Testo mostrato
* * * * * * *

Non so che cosa verrà fuori. Forse uno di quegli orrendi impasti sciapiti che non sanno di niente, un rimescolio di ricordi sbiaditi e scadenti nostalgie, come quelli che vengono sbrodolati dalle penne di patetici scrittorucoli. E a proposito di scrittorucoli chissà che cosa sarei diventato se avessi coltivato la scrittura (appunto), senza perdermi tra i meandri delle sessantaquattro caselle. Un brillante autore satirico? Un infaticabile fornaio di storie mielate? Un terribile impastatore di sangue e sperma? Un temerario speleologo dell’animo umano? O un semplice saltimbanco della parola da quattro soldi? Mamma mia bella!

* * * * * * *

Voci di forme etichettate
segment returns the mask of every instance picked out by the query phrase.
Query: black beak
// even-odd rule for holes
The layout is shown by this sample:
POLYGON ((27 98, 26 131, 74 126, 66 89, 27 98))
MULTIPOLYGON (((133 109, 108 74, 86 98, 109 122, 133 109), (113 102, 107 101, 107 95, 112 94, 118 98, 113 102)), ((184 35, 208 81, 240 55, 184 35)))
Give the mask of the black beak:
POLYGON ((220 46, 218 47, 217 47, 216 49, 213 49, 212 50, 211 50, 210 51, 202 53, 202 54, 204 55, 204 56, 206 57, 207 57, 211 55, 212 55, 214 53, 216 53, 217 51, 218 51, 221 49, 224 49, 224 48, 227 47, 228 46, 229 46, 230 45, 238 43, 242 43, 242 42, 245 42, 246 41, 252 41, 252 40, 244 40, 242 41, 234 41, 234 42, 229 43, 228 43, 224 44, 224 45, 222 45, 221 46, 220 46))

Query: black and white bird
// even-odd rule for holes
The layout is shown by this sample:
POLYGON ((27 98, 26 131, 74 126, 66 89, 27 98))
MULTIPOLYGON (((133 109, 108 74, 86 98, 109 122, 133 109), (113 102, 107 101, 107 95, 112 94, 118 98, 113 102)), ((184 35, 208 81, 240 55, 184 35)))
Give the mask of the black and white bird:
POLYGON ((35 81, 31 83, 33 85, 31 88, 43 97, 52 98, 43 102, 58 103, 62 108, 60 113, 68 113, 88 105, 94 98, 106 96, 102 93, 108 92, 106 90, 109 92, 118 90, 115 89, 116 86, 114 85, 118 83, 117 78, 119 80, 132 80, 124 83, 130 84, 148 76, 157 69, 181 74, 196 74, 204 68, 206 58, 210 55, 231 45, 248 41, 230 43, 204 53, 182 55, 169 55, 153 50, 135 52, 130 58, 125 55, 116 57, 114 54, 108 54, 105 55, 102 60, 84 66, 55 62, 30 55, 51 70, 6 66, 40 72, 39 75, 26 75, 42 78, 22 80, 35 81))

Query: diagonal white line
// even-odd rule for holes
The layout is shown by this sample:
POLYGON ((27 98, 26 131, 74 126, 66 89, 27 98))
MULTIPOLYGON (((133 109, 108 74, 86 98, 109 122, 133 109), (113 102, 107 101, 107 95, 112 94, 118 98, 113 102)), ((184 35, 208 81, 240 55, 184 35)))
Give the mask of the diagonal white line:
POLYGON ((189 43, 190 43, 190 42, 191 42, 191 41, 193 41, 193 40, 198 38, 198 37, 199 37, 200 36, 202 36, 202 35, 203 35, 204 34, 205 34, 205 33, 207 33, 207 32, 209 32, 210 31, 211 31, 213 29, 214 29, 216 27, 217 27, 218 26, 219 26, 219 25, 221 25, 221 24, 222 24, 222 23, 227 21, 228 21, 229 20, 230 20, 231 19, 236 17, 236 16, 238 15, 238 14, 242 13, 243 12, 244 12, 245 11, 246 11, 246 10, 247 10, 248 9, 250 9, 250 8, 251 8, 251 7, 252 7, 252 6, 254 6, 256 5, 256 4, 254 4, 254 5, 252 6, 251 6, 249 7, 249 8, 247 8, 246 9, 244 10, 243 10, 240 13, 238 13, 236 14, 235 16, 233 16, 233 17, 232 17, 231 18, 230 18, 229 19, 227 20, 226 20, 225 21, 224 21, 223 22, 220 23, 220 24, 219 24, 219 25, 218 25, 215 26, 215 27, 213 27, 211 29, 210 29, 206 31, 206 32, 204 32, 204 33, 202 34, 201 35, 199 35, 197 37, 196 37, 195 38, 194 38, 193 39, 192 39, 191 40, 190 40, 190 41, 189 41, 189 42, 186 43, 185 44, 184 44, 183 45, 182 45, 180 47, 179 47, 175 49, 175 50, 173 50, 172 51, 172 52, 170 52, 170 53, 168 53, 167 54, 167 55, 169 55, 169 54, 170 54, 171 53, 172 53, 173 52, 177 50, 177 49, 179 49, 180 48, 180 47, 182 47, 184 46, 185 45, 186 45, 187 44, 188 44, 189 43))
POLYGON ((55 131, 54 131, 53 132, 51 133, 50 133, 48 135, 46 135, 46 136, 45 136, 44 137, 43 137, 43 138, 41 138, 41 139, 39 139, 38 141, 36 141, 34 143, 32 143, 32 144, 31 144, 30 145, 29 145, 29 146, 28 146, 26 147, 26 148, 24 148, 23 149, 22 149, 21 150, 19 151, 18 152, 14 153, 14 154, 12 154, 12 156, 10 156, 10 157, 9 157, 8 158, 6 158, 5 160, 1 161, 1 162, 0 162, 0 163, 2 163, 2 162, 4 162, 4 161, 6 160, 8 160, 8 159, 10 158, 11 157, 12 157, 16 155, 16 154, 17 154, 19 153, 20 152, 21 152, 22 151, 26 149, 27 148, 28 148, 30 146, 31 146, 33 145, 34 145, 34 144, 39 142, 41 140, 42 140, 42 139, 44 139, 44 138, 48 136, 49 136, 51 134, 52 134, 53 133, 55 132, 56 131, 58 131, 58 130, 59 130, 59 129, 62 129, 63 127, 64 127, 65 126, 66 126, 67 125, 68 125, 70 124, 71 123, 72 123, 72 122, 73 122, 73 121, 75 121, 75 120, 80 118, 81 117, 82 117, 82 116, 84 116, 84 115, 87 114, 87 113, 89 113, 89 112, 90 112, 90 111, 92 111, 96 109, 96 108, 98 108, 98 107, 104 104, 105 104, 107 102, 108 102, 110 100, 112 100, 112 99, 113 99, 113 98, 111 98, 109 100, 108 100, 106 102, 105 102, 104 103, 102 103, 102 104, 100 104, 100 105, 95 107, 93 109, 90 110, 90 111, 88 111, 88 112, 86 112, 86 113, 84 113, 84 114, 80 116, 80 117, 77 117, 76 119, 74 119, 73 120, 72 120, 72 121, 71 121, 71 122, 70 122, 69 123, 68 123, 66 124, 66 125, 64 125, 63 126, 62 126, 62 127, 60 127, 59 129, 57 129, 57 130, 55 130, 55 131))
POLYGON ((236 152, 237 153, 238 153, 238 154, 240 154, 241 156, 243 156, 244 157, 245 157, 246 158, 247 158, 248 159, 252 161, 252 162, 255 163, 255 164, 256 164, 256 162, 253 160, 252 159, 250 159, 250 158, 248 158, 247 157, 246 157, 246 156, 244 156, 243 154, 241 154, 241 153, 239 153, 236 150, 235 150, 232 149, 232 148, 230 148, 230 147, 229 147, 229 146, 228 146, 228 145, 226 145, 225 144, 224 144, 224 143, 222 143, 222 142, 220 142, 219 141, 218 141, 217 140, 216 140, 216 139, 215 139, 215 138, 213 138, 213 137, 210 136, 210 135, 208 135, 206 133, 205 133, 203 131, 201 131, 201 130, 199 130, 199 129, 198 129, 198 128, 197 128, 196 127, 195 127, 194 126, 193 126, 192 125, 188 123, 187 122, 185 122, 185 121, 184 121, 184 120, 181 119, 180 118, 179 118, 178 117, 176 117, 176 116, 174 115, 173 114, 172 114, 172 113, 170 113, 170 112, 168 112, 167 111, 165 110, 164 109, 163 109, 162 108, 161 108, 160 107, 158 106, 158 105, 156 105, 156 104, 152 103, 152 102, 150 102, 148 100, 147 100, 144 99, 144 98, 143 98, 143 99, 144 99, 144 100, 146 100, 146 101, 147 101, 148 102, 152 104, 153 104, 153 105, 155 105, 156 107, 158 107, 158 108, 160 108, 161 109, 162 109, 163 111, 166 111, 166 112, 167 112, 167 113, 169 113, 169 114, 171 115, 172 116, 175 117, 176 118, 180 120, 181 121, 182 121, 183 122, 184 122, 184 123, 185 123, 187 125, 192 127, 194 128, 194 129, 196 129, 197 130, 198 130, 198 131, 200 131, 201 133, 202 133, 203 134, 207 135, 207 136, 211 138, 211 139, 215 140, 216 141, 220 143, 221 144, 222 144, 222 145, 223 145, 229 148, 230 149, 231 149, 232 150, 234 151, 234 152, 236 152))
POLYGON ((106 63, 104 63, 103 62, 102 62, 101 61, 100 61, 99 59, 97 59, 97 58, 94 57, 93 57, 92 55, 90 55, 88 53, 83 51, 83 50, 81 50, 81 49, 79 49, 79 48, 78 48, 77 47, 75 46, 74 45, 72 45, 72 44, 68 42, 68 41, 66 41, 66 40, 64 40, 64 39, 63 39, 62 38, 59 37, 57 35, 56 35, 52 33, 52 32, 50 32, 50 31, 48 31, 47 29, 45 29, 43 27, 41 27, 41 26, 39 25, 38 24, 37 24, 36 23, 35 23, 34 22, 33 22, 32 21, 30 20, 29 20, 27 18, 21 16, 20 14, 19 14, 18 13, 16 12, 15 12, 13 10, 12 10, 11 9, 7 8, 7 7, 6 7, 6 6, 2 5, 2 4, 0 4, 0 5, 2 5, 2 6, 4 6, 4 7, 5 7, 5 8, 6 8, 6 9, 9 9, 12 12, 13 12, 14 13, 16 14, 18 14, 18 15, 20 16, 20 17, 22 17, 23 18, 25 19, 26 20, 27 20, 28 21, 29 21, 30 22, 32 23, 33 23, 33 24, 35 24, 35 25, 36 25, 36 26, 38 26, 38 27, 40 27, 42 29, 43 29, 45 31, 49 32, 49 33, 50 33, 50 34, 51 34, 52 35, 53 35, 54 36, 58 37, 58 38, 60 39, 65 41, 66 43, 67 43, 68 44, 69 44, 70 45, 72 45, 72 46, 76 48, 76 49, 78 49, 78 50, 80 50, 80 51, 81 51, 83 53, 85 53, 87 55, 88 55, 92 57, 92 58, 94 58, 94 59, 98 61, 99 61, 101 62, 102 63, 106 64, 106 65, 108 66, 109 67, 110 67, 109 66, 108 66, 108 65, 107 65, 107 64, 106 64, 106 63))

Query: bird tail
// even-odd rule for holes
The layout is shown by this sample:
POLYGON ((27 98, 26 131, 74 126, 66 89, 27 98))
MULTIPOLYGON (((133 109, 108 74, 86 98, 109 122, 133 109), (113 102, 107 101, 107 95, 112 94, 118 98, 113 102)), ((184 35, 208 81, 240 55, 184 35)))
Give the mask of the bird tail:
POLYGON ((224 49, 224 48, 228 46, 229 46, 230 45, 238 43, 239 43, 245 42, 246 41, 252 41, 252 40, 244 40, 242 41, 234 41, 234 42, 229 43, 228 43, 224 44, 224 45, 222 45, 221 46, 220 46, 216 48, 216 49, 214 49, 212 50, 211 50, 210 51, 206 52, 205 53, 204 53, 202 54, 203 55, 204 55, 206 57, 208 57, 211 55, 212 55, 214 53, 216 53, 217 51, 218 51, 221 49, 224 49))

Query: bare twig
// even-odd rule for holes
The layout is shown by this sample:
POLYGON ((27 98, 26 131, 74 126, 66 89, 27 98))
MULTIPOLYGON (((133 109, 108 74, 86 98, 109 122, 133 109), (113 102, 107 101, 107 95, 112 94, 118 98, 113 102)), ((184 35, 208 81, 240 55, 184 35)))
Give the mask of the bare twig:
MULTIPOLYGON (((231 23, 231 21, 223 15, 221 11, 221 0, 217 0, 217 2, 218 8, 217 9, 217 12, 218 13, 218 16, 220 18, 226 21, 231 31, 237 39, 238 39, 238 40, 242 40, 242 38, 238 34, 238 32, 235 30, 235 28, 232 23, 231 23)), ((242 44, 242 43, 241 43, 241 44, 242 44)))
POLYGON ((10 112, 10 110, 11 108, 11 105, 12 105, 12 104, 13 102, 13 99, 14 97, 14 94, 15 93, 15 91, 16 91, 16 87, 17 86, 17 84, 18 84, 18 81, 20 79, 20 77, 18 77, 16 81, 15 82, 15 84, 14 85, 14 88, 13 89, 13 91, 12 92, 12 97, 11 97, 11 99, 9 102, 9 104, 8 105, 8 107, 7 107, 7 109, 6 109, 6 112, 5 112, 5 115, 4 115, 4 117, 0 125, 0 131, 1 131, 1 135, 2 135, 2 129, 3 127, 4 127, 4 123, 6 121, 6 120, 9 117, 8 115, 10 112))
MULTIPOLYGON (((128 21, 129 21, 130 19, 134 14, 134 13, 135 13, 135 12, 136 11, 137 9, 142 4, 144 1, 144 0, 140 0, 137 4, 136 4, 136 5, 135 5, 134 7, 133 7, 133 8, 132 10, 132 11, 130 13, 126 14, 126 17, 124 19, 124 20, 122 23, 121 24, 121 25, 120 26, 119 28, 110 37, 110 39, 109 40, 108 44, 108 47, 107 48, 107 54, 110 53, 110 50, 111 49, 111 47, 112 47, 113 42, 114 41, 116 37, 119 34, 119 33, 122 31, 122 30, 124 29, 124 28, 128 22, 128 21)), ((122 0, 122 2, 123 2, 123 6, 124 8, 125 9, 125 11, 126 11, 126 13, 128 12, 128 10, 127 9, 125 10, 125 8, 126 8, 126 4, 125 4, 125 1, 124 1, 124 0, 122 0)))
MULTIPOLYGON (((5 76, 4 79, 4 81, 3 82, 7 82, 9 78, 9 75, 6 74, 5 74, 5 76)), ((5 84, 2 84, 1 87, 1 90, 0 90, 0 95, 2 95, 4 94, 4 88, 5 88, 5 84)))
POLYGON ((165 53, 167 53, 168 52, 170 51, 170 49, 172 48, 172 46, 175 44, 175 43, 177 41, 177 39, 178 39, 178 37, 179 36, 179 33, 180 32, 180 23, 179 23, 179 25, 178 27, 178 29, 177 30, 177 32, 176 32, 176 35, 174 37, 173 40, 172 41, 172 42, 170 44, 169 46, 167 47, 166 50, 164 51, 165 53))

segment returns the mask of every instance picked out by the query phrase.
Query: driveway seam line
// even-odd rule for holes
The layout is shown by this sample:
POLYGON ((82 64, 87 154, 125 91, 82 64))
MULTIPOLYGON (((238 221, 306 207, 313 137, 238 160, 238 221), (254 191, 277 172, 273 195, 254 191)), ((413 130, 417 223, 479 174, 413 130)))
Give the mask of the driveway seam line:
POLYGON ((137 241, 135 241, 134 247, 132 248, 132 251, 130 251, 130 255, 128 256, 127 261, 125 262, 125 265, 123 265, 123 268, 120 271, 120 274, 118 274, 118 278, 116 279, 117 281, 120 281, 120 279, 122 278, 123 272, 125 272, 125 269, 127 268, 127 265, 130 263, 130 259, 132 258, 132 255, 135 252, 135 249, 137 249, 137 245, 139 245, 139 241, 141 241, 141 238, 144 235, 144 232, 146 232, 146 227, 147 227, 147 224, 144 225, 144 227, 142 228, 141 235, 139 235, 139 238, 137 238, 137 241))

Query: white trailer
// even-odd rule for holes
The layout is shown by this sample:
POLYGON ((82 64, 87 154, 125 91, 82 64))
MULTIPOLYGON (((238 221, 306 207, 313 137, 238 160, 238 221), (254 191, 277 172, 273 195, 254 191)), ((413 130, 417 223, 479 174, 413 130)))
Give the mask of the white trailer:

* * * * * * *

Obiettivo del compito
Riproduci fedelmente il brano sulla scrittura da "Non so che cosa" fino a "Mamma mia bella!" compreso.

Risultato esercizio
Non so che cosa verrà fuori. Forse uno di quegli orrendi impasti sciapiti che non sanno di niente, un rimescolio di ricordi sbiaditi e scadenti nostalgie, come quelli che vengono sbrodolati dalle penne di patetici scrittorucoli. E a proposito di scrittorucoli chissà che cosa sarei diventato se avessi coltivato la scrittura (appunto), senza perdermi tra i meandri delle sessantaquattro caselle. Un brillante autore satirico? Un infaticabile fornaio di storie mielate? Un terribile impastatore di sangue e sperma? Un temerario speleologo dell’animo umano? O un semplice saltimbanco della parola da quattro soldi? Mamma mia bella!